The Cardiodiet Trial

Medelhavskost
Mediterranean food with low carbohydrate levels.

Is a Mediterranean diet with reduced carbohydrate content a better choice than traditional low-fat diet for patients with coronary heart disease?

After treatment at the coronary care unit (CCU) for ischemic heart disease (angina pectoris with or without myocardial infarction, IHD) patients are usually helped at a specialized cardiovascular rehabilitation unit which includes specialized nurses, physical therapists and dieticians. A great majority of patients treated at CCU have either pre-diabetes or frank diabetes in Sweden.

There are no modern studies on the best dietary advices in IHD to be given in combination with current advanced standard medication and other invasive treatments of this severe condition. The 10 year long LOOK-Ahead trial of patients with type 2 diabetes could not show any reduction of CVD by the combination of increased physical activity and weight reduction based on a low-fat diet (LFD) in a randomized setting in 5145 patients with type 2 diabetes.

On the other hand, a study of patients at high risk for CVD showed lowered incidence of CVD with a Mediterranean type of diet when this was compared to traditional LFD, in a setting without aim to lose weight. The Mediterranean diet also halved the risk to develop diabetes in a subset of patients that were diabetes-free at baseline, compared with LFD.

We have published three papers from a randomized study of patients with type 2 diabetes in which a low carbohydrate diet, 20 energy % (E%) from carbohydrates was compared with a traditional low-fat diet (55-60E% from carbohydrates) for two years with the goal to achieve weight reduction. Both diets reduced body weight similarly (-4kg) after 6 months but only the low-carbohydrate diet (LCD) reduced HbA1c and concomitantly allowed a 29% reduction of insulin doses. We have also published increased quality of life (QOL) and diminished low-grade inflammation in the LCD group compared with LFD.

**PROBLEMS TO WORK ON:**
[A] According to the text on the Cardiodiet Trial, how many patients with type 2 diabetes were in the LOOK-Ahead trial?
[B] Turn the paragraph beginning "We have published three papers" in the text on the Cardiodiet Trial into a short list that keeps its main facts.

**RECORD SET:**
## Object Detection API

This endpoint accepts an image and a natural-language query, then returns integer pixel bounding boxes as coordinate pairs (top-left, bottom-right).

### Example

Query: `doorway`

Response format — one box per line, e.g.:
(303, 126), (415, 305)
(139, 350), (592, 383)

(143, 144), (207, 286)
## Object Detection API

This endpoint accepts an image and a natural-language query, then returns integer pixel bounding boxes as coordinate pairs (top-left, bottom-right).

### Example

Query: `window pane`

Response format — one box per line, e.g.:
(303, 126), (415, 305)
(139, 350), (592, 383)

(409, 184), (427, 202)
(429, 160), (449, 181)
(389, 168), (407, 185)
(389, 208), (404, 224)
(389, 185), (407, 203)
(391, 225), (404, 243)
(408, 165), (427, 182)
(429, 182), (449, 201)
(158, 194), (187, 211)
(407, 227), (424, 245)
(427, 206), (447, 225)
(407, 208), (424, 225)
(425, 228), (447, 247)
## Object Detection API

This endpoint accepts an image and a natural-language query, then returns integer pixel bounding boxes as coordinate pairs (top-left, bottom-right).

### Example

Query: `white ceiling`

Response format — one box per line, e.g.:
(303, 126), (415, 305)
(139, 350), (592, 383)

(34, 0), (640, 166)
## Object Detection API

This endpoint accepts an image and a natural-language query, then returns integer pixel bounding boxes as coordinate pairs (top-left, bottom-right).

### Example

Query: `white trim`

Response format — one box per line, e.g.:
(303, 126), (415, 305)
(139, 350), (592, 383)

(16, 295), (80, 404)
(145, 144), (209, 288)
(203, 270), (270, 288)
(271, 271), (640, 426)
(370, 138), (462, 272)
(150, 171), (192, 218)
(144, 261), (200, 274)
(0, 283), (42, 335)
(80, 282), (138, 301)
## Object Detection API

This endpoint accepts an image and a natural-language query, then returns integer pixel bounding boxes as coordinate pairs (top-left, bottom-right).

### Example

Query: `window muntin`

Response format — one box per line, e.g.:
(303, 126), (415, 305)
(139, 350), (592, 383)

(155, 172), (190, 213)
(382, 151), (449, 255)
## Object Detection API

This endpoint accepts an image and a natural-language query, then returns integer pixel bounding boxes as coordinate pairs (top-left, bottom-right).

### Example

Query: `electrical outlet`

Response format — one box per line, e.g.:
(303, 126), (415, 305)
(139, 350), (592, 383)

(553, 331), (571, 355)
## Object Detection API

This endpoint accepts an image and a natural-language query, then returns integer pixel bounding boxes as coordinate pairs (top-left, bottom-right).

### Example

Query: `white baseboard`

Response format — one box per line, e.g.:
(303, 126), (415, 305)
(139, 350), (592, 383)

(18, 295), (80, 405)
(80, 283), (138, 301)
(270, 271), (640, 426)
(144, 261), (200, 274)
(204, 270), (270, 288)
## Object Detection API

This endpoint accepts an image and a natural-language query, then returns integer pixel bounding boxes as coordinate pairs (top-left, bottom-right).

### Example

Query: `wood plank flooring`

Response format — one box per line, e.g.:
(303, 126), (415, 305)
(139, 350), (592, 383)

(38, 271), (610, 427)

**ANSWERS IN ORDER:**
[A] 5145 patients

[B]
- Three papers have been published from a randomized two-year study of patients with type 2 diabetes that aimed at weight reduction.
- The study compared a low-carbohydrate diet (20 E% from carbohydrates) with a traditional low-fat diet (55–60 E% from carbohydrates).
- After 6 months, both diets had reduced body weight by a similar amount (-4 kg).
- Only the low-carbohydrate diet reduced HbA1c and allowed a 29% reduction of insulin doses.
- Compared with the low-fat diet group, the low-carbohydrate diet group showed increased quality of life and diminished low-grade inflammation.